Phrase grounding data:
↓↓↓

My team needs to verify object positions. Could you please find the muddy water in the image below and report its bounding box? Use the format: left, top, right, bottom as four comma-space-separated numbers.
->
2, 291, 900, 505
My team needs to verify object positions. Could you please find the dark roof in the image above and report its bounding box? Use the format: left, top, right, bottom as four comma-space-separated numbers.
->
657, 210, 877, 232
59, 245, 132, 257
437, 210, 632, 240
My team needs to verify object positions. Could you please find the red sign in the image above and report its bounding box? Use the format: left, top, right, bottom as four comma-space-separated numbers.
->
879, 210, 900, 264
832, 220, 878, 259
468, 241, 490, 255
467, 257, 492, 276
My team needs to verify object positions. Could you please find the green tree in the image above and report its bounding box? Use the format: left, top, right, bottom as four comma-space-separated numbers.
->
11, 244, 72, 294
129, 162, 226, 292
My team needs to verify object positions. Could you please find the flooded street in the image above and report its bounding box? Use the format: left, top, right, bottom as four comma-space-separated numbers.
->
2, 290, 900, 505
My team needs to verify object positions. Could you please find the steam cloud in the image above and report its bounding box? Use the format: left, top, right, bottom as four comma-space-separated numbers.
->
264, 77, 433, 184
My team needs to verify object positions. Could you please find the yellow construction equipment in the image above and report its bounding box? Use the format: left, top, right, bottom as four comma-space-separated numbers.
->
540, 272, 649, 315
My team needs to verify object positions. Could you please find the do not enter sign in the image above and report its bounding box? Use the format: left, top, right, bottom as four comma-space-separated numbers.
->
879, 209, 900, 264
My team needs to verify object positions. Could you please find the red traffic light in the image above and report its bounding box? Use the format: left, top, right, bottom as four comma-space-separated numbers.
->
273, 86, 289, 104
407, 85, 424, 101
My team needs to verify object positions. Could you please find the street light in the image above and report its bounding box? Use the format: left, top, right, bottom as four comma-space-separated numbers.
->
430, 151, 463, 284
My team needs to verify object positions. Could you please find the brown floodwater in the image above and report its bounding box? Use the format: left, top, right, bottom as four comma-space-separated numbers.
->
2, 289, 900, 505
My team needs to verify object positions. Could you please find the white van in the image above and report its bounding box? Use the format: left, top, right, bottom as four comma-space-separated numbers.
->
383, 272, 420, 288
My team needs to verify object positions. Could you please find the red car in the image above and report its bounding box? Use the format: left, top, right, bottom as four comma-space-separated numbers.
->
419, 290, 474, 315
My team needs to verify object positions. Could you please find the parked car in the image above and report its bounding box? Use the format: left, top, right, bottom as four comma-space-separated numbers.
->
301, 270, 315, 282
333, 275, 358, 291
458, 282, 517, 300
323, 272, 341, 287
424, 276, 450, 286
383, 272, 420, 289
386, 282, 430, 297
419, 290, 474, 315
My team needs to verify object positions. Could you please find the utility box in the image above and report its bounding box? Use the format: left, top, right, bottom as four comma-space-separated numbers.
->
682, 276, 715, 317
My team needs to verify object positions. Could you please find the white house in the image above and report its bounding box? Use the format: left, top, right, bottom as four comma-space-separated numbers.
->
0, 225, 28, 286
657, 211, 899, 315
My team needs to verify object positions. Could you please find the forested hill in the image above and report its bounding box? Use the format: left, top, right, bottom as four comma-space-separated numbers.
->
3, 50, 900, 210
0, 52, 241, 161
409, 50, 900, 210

↑↑↑

→ TASK DIRECTIONS: Which lines of the records above contain the word "street"? Report each one in full.

→ EXERCISE SOLUTION:
My team needs to verify object positions. Could you please find the flooded street in the image above and report its bounding box? Use the format: left, top, right, bottom as four comma-space-separated numbers.
My team needs to verify object positions. Could you please find the street light in the image above and report its bounding box? Use the format: left, top, right, bottom as four comma-space-separated numbers.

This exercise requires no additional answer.